═════ Data for this exercise

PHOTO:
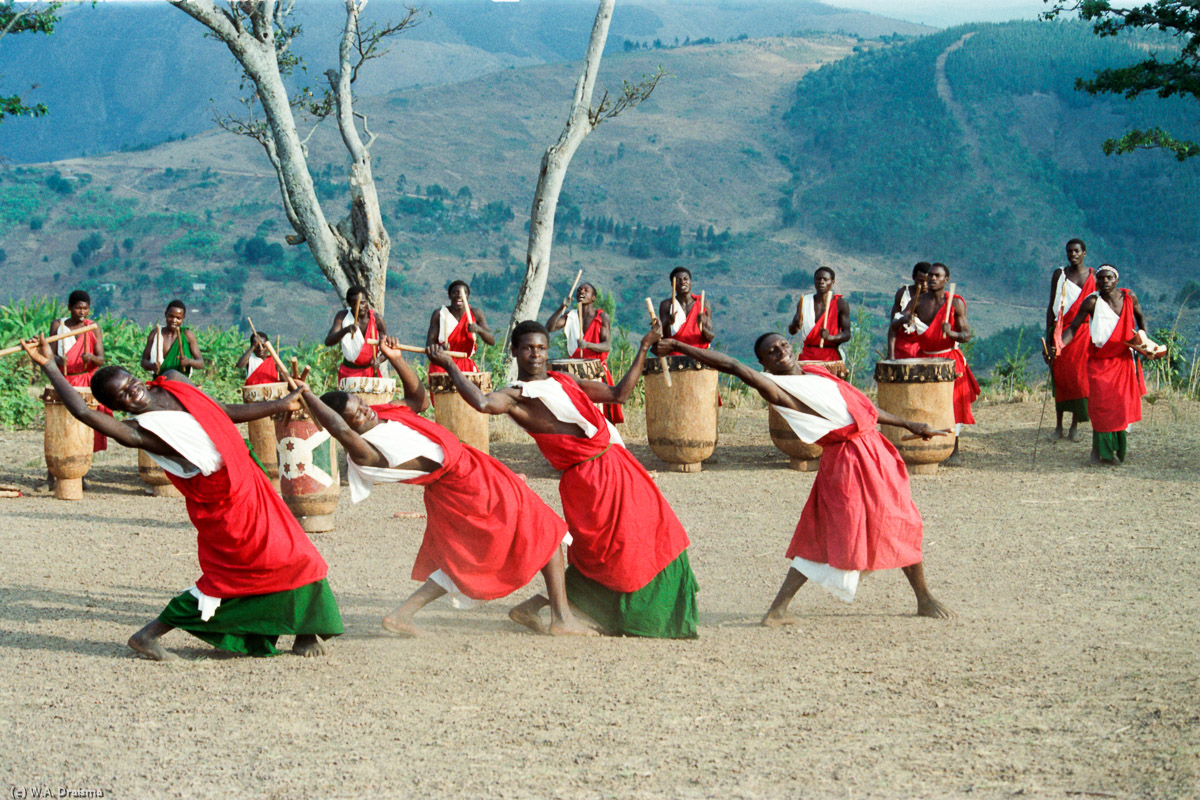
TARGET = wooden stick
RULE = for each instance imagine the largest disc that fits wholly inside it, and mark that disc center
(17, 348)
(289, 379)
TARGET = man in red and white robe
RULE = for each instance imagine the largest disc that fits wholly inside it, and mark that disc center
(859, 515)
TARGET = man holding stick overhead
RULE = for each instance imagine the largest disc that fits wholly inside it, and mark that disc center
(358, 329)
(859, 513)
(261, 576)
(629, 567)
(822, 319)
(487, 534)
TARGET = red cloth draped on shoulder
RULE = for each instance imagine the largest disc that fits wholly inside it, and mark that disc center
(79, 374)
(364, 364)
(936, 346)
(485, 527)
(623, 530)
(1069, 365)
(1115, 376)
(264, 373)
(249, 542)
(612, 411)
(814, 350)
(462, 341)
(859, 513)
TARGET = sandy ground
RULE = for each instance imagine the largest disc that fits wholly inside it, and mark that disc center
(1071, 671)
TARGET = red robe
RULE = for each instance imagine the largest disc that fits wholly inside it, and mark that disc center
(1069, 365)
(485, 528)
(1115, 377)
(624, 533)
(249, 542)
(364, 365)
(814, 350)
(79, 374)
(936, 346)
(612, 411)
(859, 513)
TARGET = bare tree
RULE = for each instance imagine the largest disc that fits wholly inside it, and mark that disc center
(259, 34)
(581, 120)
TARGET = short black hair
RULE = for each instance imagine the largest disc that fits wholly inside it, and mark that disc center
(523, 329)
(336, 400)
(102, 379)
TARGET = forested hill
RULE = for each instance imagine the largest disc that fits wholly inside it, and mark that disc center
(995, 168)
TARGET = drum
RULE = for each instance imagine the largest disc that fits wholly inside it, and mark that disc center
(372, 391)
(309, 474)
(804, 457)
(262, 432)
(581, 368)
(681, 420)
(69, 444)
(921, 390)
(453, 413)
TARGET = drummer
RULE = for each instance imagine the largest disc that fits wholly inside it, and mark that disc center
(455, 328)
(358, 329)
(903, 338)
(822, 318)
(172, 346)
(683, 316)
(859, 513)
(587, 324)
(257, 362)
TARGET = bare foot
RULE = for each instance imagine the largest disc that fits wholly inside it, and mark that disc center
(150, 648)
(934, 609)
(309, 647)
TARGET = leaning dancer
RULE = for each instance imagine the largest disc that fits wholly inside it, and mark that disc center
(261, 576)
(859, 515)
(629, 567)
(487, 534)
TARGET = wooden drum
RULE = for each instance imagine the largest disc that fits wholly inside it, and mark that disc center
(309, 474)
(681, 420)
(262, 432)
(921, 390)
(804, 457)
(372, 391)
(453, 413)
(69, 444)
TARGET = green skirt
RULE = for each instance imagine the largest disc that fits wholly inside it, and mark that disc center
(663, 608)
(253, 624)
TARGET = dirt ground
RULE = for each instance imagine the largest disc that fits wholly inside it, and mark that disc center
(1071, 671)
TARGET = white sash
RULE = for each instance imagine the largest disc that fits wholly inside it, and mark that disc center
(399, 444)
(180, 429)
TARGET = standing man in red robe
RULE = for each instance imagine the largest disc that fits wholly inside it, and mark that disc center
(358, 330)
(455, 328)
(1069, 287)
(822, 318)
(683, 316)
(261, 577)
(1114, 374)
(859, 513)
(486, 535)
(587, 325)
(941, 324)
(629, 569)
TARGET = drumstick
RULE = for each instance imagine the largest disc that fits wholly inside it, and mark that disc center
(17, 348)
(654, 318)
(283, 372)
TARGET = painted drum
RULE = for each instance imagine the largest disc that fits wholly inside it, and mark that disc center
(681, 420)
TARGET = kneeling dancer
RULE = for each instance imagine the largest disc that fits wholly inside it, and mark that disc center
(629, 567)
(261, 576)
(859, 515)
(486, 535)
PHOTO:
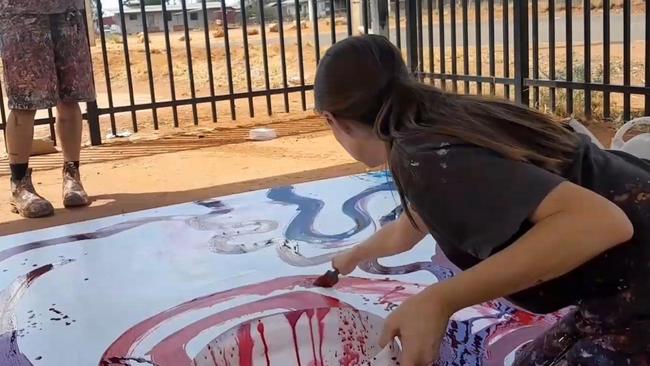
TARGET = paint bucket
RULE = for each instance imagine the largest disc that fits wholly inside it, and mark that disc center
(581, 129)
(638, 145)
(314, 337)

══════════

Short problem
Copy every one of the records above word for word, but leave the pictures out.

Task answer
PHOTO:
TARGET = wooden stick
RULE = for each instance imagine the largest disc that fits wholly inside it, and mark that disc center
(17, 348)
(289, 379)
TARGET = man in red and white robe
RULE = for each instance imagine the largest disc that fits wholly inside it, and mark that disc center
(859, 515)
TARGET = man holding stick overhead
RULE = for each instance imagine the largest disc that fits wholly inside it, and mark that disc center
(358, 329)
(859, 513)
(261, 576)
(629, 567)
(822, 319)
(487, 534)
TARGET = red cloth draped on shoulder
RULE = for each instance imagine the largest disc that fits wholly inside it, and mark that disc center
(79, 374)
(364, 364)
(936, 346)
(485, 527)
(623, 530)
(1069, 365)
(1115, 376)
(264, 373)
(249, 542)
(612, 411)
(814, 350)
(462, 341)
(859, 513)
TARGET = sandy ground
RULE = for each instance imagine the largest disc that fits wholly inside it, and mark that disc center
(1071, 671)
TARGET = red robe
RULE = for each instance imagine the largest disc that fits wholly inside it, and mark that disc center
(1069, 365)
(485, 528)
(1115, 377)
(624, 533)
(249, 542)
(364, 365)
(814, 350)
(79, 374)
(936, 346)
(612, 411)
(859, 513)
TARGET = bare tree
RULE = for each instance imagine the largest disc that fits wholly inside it, and mark that disc center
(259, 34)
(581, 120)
TARGET = short black hair
RULE = for each instance imagine the largest disc that fits wholly inside it, and mark that disc center
(523, 329)
(336, 400)
(102, 379)
TARGET = forested hill
RULE = for each instance imagine the largest disc that fits wholly inside it, and mark that disc center
(995, 168)
TARGET = drum
RULE = for each instance imagine the largest disc that fits wholly inside it, and mark that disc center
(372, 391)
(309, 474)
(804, 457)
(262, 432)
(581, 368)
(681, 420)
(69, 444)
(921, 390)
(453, 413)
TARGET = drummer
RULE = for each instance imagine the largest disc that fits wholly inside it, and mark that disc center
(455, 328)
(358, 329)
(903, 338)
(822, 318)
(172, 346)
(683, 316)
(859, 513)
(587, 324)
(257, 362)
TARGET = bare foot
RULE = for each instance imagine the largest disc that fits wholly inside it, and mark that disc center
(150, 648)
(934, 609)
(309, 647)
TARGET = leaning dancer
RULE = for each instance imagine the largest disc that fits wholly inside it, and mark that disc center
(261, 576)
(859, 515)
(629, 567)
(487, 534)
TARGET = wooden drum
RULE = for each instance imagine the largest disc that fits wholly inside it, and mark that disc center
(309, 474)
(681, 420)
(262, 432)
(921, 390)
(804, 457)
(372, 391)
(453, 413)
(69, 444)
TARGET = green skirt
RULE = for each instance imagine the largest disc that fits wholly inside it, and mark that disc center
(663, 608)
(253, 624)
TARGET = dirt ground
RULE = for each instance imagine the largest disc that fits wholly inside it, and mark that disc center
(1071, 671)
TARGET = white sash
RULE = for each instance imagine the largest disc that fits wholly inside it, and mark that disc center
(399, 444)
(180, 429)
TARGET = standing man in red robe
RULE = for each instance imagine the largest disc that fits wholly inside it, and mark that disc center
(358, 330)
(455, 328)
(1069, 287)
(822, 318)
(683, 316)
(261, 577)
(1114, 374)
(859, 513)
(486, 535)
(587, 325)
(941, 324)
(629, 569)
TARGET = drumstick
RULE = for each instance imagine the largest disc that fits wholly inside it, and mark that disc center
(17, 348)
(654, 318)
(283, 372)
TARGET = painted drum
RULE = for each instance imagine the largest disc that fits wholly inside it, and mark that disc center
(681, 420)
TARGET = kneeling dancer
RULE = for each instance imagine the largest disc that fits wholly inside it, and mark that disc center
(629, 567)
(261, 576)
(859, 515)
(486, 535)
PHOTO:
TARGET = paint bucket
RULE = for each instance imagine the largest disc that fits wholly inside it, and mark that disc center
(581, 129)
(638, 145)
(314, 337)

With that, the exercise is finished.